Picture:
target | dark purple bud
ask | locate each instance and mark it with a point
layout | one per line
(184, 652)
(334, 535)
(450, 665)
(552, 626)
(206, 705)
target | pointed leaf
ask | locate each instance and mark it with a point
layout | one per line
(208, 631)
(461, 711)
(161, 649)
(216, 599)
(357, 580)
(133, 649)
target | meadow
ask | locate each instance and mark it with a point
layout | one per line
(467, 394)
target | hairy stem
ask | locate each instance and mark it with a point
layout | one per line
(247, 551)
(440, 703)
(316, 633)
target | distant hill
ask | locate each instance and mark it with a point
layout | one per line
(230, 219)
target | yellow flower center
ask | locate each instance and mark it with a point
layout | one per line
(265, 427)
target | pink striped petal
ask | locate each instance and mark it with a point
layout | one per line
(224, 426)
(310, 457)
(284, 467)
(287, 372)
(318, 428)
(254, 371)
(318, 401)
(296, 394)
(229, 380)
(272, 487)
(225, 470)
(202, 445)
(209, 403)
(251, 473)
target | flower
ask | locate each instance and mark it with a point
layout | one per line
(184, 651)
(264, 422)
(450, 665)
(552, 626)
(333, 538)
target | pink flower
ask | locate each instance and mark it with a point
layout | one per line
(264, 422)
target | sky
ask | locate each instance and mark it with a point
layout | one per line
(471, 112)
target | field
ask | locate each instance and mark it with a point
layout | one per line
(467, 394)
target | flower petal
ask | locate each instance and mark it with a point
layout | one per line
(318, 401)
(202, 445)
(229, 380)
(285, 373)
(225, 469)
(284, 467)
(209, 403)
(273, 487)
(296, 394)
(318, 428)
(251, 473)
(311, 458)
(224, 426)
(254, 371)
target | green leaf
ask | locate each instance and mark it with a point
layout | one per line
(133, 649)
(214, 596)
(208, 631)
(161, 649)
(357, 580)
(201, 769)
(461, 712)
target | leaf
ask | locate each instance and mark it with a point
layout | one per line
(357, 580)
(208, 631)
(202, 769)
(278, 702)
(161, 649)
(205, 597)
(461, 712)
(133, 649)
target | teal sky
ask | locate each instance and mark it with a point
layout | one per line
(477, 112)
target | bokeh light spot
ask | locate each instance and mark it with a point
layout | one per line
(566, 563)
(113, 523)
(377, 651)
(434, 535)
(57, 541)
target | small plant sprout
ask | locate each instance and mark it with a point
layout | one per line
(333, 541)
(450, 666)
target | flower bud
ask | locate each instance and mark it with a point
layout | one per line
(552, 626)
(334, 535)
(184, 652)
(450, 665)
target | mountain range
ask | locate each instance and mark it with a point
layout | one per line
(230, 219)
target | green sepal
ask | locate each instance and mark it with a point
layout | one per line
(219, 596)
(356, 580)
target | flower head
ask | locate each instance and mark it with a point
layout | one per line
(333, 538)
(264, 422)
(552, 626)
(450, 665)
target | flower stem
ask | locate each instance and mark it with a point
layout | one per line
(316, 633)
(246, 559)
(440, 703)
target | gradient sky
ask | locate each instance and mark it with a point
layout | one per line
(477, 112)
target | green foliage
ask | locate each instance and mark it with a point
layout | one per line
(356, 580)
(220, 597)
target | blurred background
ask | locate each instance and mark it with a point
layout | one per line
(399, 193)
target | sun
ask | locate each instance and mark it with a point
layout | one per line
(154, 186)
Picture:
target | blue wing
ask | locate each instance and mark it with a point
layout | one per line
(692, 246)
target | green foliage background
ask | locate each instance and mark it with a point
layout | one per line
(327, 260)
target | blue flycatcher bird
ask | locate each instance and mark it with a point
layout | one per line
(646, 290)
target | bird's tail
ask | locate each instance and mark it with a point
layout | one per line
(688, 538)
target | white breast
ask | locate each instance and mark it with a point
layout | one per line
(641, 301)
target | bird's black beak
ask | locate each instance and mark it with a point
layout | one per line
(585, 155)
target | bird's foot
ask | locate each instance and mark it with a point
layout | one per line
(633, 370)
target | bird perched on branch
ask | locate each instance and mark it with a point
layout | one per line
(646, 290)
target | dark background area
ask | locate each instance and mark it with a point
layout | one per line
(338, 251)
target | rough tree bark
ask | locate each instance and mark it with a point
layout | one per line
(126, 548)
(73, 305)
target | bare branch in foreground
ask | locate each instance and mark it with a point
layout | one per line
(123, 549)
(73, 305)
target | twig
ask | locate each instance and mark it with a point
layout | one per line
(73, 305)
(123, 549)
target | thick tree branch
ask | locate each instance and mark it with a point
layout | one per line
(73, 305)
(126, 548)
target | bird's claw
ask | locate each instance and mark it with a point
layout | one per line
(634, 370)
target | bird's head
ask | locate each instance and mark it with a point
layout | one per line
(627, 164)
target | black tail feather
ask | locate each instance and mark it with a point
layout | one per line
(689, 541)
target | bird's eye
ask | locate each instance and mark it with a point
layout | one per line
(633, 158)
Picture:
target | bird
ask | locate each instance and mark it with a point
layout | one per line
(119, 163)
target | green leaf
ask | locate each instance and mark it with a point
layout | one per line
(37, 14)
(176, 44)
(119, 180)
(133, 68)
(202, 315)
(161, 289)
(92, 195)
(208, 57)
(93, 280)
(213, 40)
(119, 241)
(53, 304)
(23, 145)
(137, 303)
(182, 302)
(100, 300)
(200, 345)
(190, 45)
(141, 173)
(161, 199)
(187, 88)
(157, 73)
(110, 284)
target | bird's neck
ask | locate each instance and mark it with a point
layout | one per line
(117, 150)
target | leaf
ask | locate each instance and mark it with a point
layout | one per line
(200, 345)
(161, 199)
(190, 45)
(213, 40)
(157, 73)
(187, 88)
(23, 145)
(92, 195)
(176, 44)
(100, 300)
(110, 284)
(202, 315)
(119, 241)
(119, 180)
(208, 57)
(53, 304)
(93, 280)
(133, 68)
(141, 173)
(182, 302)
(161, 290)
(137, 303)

+ + + +

Your instructions: From the records above, extract everything verbatim.

Output of the task:
Picture:
target | dark purple bud
ask | locate each instance and mark it with a point
layout | one per line
(184, 652)
(334, 535)
(450, 665)
(552, 626)
(206, 705)
target | pointed leaf
ask | locate each instance and mark it with a point
layout | one per line
(208, 631)
(461, 711)
(161, 649)
(216, 599)
(357, 580)
(133, 649)
target | meadow
ask | locate each instance and mark it with a point
layout | one per line
(467, 394)
target | hairy stem
ask | locate each instance and mark it with a point
layout | one per line
(247, 551)
(440, 703)
(316, 633)
target | distant hill
ask | locate each instance and mark it with a point
layout | one per line
(230, 219)
target | yellow flower center
ask | locate each instance and mark it with a point
layout | one per line
(265, 427)
target | pink striped petal
ask | locate each instance and mark it with a point
layout | one per line
(224, 426)
(310, 457)
(284, 467)
(287, 372)
(318, 428)
(254, 371)
(318, 401)
(296, 394)
(229, 380)
(272, 487)
(225, 470)
(202, 445)
(209, 403)
(251, 473)
target | flower
ask | locate each instance and mark it with a point
layout | one per line
(184, 651)
(264, 422)
(450, 665)
(552, 626)
(333, 538)
target | pink flower
ask | locate each instance and mark it with a point
layout | one per line
(264, 422)
target | sky
ask | locate each instance and mark it with a point
layout | one per line
(471, 112)
target | field
ask | locate each instance and mark it with a point
layout | one per line
(467, 394)
target | flower petal
ask | locate each instance and mark it with a point
layout | one per line
(318, 401)
(202, 445)
(229, 380)
(285, 373)
(225, 469)
(284, 467)
(209, 403)
(273, 487)
(296, 394)
(318, 428)
(251, 473)
(311, 458)
(224, 426)
(254, 371)
target | green leaf
ask | locate each instance and mark it with a point
layout | one per line
(133, 649)
(214, 596)
(208, 631)
(161, 649)
(357, 580)
(201, 769)
(461, 712)
target | leaf
ask | locate each instance and mark it with a point
layout | one per line
(357, 580)
(208, 631)
(202, 769)
(278, 702)
(161, 649)
(205, 597)
(461, 712)
(133, 649)
target | teal sky
ask | locate each instance and mark it with a point
layout | one per line
(477, 112)
target | bokeh light spot
ask | locate each instance and mark it with a point
layout | one per line
(566, 563)
(113, 523)
(377, 651)
(434, 535)
(57, 541)
target | small plant sprout
ask | locate each instance and mark it with a point
layout | one per line
(333, 541)
(450, 666)
target | flower bud
ask | locate each instance and mark it with a point
layout | one per line
(552, 626)
(334, 535)
(184, 652)
(450, 665)
target | mountain range
ask | locate each instance and mark it with a point
layout | one per line
(230, 219)
target | green sepal
ask | locate each instance and mark it with a point
layout | one per line
(219, 596)
(356, 580)
target | flower head
ask | locate each instance and mark it with a point
layout | one per line
(333, 538)
(264, 422)
(552, 626)
(450, 665)
target | flower stem
ask | locate each instance and mark it with a point
layout | one per line
(316, 633)
(246, 559)
(440, 703)
target | gradient sky
ask | locate each instance and mark it with a point
layout | one per line
(477, 112)
target | green foliage
ask | locate each instance and mark it with a point
layout | one per line
(356, 580)
(220, 597)
target | blurred background
ask | locate each instance and mark it with a point
layout | one per line
(399, 193)
target | sun
ask | locate each instance and mark it with a point
layout | one per line
(154, 186)
Picture:
target | blue wing
ask | locate each instance and mark it with a point
layout | one per line
(692, 246)
target | green foliage background
ask | locate each instance and mark it with a point
layout | one per line
(327, 260)
target | blue flycatcher bird
ask | locate each instance and mark it with a point
layout | one per line
(646, 290)
target | bird's tail
ask | locate each instance and mark it with a point
layout | one per line
(688, 538)
target | white breast
ask | locate each instance and mark it with a point
layout | one per line
(641, 301)
target | bird's black beak
ask | locate each instance and mark it with a point
layout | one per line
(585, 155)
target | bird's foot
ask | locate each instance and mark it with a point
layout | one per line
(633, 370)
target | bird perched on branch
ask | locate each instance and mark it with a point
layout | one per line
(646, 290)
target | dark background area
ask | locate each instance and mark it with a point
layout | one per line
(338, 251)
target | rough tree bark
ask | locate each instance and mark it with a point
layout | one per line
(126, 548)
(73, 305)
target | bare branch in foreground
ask | locate each instance and mark it with a point
layout | one per line
(123, 549)
(73, 305)
target | twig
ask | locate each instance and mark it with a point
layout | one per line
(73, 305)
(123, 549)
target | thick tree branch
ask | locate each instance and mark it with a point
layout | one per line
(73, 305)
(126, 548)
target | bird's claw
ask | locate each instance and mark it with a point
layout | one per line
(634, 370)
target | bird's head
ask | locate each instance and mark it with a point
layout | one per line
(627, 164)
target | black tail feather
ask | locate each instance and mark it with a point
layout | one per line
(689, 541)
target | bird's eye
ask | locate each instance and mark it with a point
layout | one per line
(633, 158)
Picture:
target | bird
ask | locate each instance and mark it with a point
layout | one per line
(119, 163)
target | green leaf
ask | locate each instance and mark it with a point
layout | one per line
(37, 14)
(176, 44)
(119, 180)
(133, 68)
(202, 315)
(161, 289)
(92, 195)
(208, 57)
(93, 280)
(213, 40)
(119, 241)
(53, 304)
(23, 145)
(137, 303)
(182, 302)
(100, 300)
(200, 345)
(190, 45)
(141, 173)
(161, 199)
(187, 88)
(157, 73)
(110, 284)
target | bird's neck
ask | locate each instance and mark it with a point
layout | one per line
(117, 150)
target | leaf
ask | locate each instance and mark it with a point
layout | one per line
(200, 345)
(161, 199)
(190, 45)
(213, 40)
(157, 73)
(187, 88)
(23, 145)
(92, 195)
(176, 44)
(100, 300)
(110, 284)
(202, 315)
(119, 241)
(119, 180)
(208, 57)
(53, 304)
(93, 280)
(133, 68)
(141, 173)
(182, 302)
(161, 290)
(137, 303)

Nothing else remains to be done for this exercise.